→ **TEXT PASSAGE**
★ ★ ★
Pico de Orizaba. From the steep scree slope that starts the climb to the glacier to our multi-national companions in the Piedra Grande refuge – this trip had enough twists and turns for any best selling novel.
After our day of rest at the Hacienda Santa Barbara, we packed up and drove a couple of hours through farmland and small villages into the heart of rural Mexico. We were aiming for the Orizaba Mountain Guides hostel, located in, I believe, Tlachichuca. It’s a very small village. One gigantic house, protected by an elaborate gate and wall, dominates the streetscape. We understood it to be a vacation house owned by people from Mexico City. Corn was drying on the rooves of many of the village houses, which a couple of days later was being fed into a machine that stripped off the kernels. A lot of houses had large gates leading into courtyards not visible from the road. Again, I was struck by the interior nature of life here – little looks out on the street. Everything is directed toward the private family life behind the walls.
G, our team mate, husband J and I had a room with two sets of bunk beds, perfectly adequate, but cold. My light weight down jacket was practically glued to my body by then. We all went out and took a look at the mountain when it appeared between clouds – and it looked steep! No two ways around it.
Lunch was late – and filling. Pasta with a cheese sauce, followed by chicken breasts stuffed with ham and cheese. I decided we were just carbo loading. The afternoon was for rest and a few hours later it was time to eat again – this time steak. My mountain reading this trip was the Elena Ferrante Neapolitan novels quartet, and My Brilliant Friend was a good companion in the freezing room.

Next morning we changed vehicles from the van to a beat up 4 wheel drive jeep that is de rigueur for the drive up to the mountain hut. Through an old growth forest to the tree line, continuing on a rutted road to the hut at about 14,000 feet. We were well aware that the wind forecast was very high.

The hut contained three levels of simple wood platforms and two counters for cooking and meal preparation for whatever teams had shown up. The outhouses were rivalled those at Mt. Elbrus in the Cacausus Mountains in Russia. These had even fewer walls, but an equally commanding view. We commandeered a lower level platform as soon as we arrived, and immediately afterwards were sent up on an acclimatization hike to high camp. We’d had a lot of conversation beforehand about whether to spend the night at high camp – which would have meant starting off with heavy packs and trying to sleep in tents – or whether to have a day with more altitude gain – but sleep in the hut and be better rested for summit day. In light of the wind forecast, we opted for the acclimatization hike to high camp and sleeping in the hut.
★ ★ ★
→ **Bounding box annotation entries**
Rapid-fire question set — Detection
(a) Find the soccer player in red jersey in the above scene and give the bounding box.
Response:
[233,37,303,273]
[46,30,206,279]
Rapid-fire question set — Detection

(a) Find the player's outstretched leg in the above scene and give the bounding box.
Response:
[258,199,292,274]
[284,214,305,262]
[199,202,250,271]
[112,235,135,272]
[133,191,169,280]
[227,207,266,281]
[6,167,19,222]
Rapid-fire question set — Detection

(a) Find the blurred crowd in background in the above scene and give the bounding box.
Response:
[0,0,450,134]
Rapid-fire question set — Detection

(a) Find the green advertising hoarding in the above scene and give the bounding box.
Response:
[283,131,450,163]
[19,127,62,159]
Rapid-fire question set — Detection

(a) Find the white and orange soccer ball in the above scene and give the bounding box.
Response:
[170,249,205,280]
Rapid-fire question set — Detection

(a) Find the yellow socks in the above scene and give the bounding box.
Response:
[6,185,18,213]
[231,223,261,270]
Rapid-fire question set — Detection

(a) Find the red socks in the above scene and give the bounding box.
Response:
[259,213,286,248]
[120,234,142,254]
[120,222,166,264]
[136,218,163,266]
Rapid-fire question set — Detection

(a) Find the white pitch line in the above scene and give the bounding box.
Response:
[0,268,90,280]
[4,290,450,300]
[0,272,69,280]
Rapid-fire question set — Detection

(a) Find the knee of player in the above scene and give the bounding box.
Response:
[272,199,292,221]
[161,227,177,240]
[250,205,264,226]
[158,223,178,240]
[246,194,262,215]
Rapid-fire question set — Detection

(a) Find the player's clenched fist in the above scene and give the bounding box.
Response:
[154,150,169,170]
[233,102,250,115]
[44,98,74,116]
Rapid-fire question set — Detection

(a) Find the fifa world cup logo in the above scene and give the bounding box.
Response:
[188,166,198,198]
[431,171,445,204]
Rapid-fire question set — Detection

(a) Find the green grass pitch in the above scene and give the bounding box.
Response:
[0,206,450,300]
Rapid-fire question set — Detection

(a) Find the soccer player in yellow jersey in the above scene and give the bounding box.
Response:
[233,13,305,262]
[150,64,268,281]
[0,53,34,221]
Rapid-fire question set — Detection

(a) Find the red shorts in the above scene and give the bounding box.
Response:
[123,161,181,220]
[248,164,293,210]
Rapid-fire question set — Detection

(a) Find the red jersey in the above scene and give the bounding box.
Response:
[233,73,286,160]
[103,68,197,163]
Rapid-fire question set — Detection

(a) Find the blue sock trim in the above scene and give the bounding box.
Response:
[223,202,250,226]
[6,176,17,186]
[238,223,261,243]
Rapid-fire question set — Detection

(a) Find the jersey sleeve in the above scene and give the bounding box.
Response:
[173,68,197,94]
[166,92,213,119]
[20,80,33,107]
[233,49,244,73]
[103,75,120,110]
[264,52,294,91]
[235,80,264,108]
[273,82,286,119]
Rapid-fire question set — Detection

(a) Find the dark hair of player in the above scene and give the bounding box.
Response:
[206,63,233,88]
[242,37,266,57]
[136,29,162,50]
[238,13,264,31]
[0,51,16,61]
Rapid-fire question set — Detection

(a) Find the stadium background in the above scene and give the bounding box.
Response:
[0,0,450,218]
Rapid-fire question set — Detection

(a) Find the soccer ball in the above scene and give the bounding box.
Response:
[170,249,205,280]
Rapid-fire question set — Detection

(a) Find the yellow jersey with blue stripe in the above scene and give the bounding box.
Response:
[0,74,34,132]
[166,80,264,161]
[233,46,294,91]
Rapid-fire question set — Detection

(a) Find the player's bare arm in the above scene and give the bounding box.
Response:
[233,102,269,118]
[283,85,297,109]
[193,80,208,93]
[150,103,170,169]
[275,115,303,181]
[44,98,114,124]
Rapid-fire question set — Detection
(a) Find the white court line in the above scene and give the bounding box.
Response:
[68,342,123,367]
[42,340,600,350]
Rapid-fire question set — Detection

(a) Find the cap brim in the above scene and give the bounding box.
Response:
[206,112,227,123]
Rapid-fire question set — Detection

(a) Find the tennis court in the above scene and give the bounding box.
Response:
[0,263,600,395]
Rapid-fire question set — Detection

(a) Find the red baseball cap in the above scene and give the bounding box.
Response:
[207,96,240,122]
★ ★ ★
Please print the part of the Pico de Orizaba trip account starting at "Pico de Orizaba." and ending at "best selling novel.". These records were drawn from a separate source.

Pico de Orizaba. From the steep scree slope that starts the climb to the glacier to our multi-national companions in the Piedra Grande refuge – this trip had enough twists and turns for any best selling novel.